*** EXTRACTED DATA ***

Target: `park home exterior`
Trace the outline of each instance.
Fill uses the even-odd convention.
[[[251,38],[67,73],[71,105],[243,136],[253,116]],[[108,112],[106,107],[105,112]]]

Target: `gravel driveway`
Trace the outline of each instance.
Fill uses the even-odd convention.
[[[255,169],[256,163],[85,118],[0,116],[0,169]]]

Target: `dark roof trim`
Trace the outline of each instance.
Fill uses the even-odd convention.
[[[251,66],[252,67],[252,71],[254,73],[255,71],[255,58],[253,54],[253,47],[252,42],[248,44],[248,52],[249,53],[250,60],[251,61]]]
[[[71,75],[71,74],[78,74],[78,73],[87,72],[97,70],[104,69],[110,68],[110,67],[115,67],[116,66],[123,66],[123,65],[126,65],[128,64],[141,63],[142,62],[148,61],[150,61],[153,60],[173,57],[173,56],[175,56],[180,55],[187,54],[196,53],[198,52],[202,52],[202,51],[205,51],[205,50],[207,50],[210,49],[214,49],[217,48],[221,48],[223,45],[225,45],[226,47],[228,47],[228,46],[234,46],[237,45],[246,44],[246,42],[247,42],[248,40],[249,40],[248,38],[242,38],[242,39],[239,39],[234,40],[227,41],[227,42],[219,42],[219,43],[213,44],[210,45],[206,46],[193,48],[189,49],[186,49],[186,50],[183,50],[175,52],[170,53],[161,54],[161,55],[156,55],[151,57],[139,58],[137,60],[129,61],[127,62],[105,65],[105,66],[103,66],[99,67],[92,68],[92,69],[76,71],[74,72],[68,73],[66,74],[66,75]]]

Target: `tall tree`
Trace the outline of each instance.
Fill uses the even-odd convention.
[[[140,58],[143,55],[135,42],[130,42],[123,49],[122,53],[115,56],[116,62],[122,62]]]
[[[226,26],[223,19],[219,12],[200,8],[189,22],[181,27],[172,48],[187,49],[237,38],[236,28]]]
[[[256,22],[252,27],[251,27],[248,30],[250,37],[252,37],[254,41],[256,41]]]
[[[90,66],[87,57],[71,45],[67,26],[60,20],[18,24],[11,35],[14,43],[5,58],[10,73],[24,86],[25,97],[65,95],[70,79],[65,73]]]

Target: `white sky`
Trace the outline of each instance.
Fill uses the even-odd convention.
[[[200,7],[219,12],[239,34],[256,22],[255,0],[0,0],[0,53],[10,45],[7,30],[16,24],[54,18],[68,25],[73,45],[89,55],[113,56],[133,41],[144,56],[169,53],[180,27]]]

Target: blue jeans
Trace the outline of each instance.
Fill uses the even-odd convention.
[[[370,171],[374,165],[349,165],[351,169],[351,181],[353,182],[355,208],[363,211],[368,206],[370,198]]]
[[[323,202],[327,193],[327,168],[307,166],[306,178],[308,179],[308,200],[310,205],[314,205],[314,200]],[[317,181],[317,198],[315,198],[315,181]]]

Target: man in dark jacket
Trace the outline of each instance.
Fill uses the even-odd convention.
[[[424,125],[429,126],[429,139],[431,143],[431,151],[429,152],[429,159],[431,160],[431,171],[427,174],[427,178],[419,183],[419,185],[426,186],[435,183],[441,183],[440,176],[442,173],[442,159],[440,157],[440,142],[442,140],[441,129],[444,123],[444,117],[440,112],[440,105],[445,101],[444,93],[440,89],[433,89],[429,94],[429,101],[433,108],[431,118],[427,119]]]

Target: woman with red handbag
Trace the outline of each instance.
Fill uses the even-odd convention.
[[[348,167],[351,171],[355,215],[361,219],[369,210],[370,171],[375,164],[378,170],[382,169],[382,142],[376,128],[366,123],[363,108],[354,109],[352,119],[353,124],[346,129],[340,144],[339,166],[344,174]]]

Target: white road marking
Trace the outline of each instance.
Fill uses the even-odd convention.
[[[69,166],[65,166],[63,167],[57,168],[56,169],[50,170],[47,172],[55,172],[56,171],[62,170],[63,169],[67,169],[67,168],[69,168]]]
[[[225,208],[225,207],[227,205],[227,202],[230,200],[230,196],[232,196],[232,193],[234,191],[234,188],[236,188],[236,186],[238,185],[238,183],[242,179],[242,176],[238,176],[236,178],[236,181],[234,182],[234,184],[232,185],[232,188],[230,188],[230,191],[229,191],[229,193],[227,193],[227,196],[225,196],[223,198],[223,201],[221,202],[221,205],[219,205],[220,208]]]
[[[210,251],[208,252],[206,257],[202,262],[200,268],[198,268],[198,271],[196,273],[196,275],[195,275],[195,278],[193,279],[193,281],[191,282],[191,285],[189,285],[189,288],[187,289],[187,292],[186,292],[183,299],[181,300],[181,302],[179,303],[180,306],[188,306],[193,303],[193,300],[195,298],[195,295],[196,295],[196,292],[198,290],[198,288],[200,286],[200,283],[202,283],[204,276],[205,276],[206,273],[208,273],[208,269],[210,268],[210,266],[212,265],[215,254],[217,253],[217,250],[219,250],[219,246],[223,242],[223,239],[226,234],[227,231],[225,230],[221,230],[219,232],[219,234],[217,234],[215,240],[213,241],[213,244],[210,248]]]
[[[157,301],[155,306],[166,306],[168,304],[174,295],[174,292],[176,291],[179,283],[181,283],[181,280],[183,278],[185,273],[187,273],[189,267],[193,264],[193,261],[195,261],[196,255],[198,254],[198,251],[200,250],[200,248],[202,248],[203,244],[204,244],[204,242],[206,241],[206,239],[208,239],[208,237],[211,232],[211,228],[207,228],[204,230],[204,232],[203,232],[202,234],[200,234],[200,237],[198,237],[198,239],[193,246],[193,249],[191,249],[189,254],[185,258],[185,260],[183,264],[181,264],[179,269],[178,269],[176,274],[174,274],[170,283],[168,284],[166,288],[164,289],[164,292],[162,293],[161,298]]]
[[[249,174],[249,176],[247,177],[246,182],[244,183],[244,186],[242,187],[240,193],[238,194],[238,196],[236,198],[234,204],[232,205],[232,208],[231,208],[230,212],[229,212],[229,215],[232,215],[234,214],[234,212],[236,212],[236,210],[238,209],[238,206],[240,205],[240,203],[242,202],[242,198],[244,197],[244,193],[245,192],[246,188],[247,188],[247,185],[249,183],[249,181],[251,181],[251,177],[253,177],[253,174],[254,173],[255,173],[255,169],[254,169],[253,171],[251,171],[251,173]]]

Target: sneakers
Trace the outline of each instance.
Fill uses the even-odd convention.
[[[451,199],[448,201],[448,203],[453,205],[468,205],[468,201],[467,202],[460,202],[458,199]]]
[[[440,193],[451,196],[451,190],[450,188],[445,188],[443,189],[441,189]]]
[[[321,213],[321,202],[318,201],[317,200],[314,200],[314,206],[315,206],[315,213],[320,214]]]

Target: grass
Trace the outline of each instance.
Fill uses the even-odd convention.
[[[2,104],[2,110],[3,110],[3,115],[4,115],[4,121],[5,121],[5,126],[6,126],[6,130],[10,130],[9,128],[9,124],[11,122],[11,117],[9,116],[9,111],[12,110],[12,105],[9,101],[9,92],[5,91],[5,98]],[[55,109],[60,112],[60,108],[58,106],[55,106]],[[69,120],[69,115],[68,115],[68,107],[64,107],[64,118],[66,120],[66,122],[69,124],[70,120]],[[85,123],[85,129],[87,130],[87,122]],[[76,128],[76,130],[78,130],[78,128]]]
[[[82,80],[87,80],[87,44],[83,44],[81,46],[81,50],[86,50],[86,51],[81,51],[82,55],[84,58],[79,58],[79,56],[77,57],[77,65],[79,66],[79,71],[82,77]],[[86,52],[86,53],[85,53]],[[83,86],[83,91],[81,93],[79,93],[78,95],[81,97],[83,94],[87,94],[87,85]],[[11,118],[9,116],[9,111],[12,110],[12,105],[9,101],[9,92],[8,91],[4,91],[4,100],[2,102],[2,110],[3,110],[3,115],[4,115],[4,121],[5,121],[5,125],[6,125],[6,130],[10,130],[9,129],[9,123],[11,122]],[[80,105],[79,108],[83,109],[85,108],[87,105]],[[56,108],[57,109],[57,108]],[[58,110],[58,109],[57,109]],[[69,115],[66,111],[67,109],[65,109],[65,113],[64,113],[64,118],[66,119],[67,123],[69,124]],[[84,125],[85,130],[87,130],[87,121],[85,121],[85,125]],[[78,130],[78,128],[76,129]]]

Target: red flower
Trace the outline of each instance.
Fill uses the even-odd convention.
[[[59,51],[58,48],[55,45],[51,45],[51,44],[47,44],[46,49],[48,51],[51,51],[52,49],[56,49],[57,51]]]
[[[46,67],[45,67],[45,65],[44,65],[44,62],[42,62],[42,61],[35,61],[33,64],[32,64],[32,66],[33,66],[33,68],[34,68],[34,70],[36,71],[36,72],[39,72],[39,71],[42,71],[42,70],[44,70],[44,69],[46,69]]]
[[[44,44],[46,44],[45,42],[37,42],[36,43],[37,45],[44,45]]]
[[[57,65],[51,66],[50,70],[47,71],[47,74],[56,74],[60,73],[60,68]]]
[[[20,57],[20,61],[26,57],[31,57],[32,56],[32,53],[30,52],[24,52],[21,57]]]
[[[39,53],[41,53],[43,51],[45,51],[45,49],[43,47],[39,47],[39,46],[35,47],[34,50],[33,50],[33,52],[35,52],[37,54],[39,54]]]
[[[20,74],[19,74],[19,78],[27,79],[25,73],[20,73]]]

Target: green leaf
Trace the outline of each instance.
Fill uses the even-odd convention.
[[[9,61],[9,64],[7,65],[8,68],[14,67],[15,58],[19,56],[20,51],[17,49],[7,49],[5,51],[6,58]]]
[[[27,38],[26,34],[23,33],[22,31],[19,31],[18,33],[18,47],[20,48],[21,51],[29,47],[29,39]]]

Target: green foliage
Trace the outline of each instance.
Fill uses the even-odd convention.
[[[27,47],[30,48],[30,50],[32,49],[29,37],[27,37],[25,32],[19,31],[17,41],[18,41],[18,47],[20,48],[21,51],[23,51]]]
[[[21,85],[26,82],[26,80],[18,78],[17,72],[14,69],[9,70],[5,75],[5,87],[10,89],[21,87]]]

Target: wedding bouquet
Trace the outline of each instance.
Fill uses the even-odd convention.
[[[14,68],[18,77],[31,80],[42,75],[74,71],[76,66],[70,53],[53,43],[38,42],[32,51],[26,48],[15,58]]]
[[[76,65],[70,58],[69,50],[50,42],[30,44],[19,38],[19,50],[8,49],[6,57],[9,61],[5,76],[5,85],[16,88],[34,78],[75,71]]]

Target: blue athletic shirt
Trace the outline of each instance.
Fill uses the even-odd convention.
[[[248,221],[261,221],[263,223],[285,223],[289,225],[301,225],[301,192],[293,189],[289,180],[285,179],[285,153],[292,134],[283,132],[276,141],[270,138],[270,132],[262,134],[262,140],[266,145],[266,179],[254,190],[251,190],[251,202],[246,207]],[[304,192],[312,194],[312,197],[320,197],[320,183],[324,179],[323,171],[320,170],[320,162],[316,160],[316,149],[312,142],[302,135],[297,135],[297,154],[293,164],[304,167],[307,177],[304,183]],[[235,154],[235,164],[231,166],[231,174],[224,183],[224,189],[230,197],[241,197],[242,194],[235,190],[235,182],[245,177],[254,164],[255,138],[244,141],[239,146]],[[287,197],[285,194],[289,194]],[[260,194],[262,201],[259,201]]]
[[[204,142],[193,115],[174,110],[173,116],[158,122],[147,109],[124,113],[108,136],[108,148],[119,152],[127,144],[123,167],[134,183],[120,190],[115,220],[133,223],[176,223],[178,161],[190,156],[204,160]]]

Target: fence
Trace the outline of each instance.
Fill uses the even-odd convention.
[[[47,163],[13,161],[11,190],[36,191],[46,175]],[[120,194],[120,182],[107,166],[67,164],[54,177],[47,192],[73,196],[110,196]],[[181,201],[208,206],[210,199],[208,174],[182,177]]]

***

_WHAT IS BEING ASKED_
Reproduce only the lines running from the one that contains "Target: fence" to the last line of the records.

_THE RESPONSE_
Target: fence
Trace the outline of each instance.
Fill uses the even-odd convention.
[[[47,163],[13,161],[11,190],[36,191],[46,175]],[[120,194],[120,182],[107,166],[67,164],[54,177],[47,192],[73,196],[110,196]],[[181,201],[208,206],[210,199],[208,174],[182,177]]]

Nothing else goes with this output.